● WRITTEN TASK: Recast the rows starting at the line containing "Your task is to find every instance of door handle" and ending at the line containing "[936,0,960,193]", both included, as a JSON list of strings with one string per line. Skip blank lines and leave the pictures out.

Start of DATASET ROWS

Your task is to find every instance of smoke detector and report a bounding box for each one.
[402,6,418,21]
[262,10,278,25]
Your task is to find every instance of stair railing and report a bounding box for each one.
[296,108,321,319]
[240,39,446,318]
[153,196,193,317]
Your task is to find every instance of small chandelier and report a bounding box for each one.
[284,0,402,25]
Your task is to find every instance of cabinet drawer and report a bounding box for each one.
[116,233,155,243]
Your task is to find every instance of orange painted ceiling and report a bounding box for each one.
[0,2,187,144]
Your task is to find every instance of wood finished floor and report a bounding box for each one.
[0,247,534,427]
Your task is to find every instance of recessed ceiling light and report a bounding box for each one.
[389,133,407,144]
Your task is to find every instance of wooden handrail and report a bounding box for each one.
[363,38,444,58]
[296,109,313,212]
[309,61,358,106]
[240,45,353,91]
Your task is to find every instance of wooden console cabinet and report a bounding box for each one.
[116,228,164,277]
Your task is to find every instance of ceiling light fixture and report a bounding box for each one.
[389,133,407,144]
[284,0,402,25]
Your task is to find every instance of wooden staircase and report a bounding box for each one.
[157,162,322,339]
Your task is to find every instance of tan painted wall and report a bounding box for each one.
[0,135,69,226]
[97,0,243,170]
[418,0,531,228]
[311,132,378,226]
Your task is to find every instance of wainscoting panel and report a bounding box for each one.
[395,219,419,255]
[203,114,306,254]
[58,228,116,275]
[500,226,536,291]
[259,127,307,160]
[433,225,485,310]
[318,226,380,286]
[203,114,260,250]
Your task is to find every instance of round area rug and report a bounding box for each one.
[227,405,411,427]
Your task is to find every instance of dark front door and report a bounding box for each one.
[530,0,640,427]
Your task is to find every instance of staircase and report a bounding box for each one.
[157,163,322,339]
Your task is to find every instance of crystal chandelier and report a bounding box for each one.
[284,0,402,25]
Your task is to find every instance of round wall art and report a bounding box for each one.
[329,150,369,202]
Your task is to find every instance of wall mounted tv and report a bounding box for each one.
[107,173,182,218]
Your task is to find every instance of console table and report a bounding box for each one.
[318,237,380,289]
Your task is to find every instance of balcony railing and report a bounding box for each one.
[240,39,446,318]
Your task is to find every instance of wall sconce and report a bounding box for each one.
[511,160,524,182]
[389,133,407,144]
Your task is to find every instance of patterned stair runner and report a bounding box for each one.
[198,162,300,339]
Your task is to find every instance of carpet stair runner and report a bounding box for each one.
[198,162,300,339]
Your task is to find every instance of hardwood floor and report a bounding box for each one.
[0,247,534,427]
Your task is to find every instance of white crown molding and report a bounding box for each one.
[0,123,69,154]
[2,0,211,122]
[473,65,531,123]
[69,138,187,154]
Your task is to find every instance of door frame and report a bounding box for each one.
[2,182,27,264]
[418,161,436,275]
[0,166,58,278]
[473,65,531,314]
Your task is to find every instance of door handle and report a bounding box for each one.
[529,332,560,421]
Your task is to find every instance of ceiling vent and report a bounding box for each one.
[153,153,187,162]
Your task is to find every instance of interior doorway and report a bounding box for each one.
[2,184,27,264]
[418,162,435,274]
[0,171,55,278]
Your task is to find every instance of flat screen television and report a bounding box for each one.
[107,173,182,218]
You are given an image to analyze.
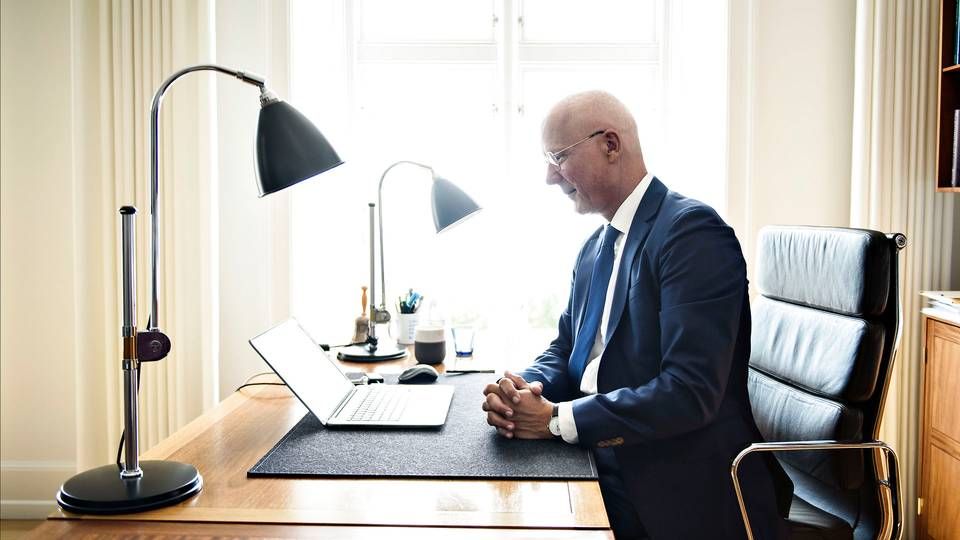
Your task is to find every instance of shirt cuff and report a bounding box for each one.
[557,401,580,444]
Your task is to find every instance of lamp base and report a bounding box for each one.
[57,461,203,514]
[337,341,407,362]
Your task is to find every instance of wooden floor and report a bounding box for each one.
[0,519,43,540]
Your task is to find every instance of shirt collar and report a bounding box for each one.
[610,173,653,236]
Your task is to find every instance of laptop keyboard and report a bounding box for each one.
[348,384,410,422]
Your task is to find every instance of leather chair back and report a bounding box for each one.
[748,227,906,538]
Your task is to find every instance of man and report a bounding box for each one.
[483,91,792,539]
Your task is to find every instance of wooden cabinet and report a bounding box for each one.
[917,315,960,540]
[936,0,960,193]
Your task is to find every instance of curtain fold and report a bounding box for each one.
[73,0,218,469]
[850,0,956,538]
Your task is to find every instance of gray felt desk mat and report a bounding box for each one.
[247,373,597,480]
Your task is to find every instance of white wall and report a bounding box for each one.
[0,0,288,518]
[0,0,78,518]
[727,0,856,275]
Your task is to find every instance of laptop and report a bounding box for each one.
[250,319,453,428]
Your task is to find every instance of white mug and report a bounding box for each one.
[397,313,417,345]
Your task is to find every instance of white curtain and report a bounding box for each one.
[850,0,956,538]
[73,0,218,469]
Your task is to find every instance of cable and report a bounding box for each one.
[317,341,367,351]
[117,366,143,471]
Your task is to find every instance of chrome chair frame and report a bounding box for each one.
[730,441,903,540]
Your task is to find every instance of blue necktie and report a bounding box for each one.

End of DATASET ROWS

● PROBLEM SOLUTION:
[
  "Your task is to find every instance of door handle and report a bounding box for each one.",
  "[529,332,560,421]",
  "Your task is to find every instance of ceiling vent and report a bounding box for each one.",
  "[153,153,187,162]",
  "Your task is to find every instance of interior doorway and report a bounding box for each one.",
  "[2,184,27,264]",
  "[418,162,435,274]",
  "[0,171,55,278]",
  "Your task is to find every instance of flat screen television and report a bounding box for each one.",
  "[107,173,182,218]",
  "You are given an image to analyze.",
  "Your task is to find every instance of shirt cuff and report a bounding box for each one.",
  "[557,401,580,444]",
  "Your task is to find every instance of lamp base and report a bounding box for each one.",
  "[57,461,203,514]",
  "[337,341,407,362]",
  "Your task is to find every instance of wooden floor and report a bounding box for each one.",
  "[0,519,43,540]",
  "Your task is to find every instance of shirt collar and report a bounding box for each one.",
  "[610,173,653,236]",
  "Your task is to find every instance of laptop keyboard and report a bounding box for each one.",
  "[348,384,410,422]",
  "Your task is to find every instance of leather chair back and report a bounding box for each one.",
  "[748,227,906,538]",
  "Your task is to find every instance of man and report a bounding box for each one.",
  "[483,91,792,539]",
  "Your task is to find every instance of wooden cabinet and report a bounding box for each one.",
  "[917,315,960,540]",
  "[936,0,960,193]"
]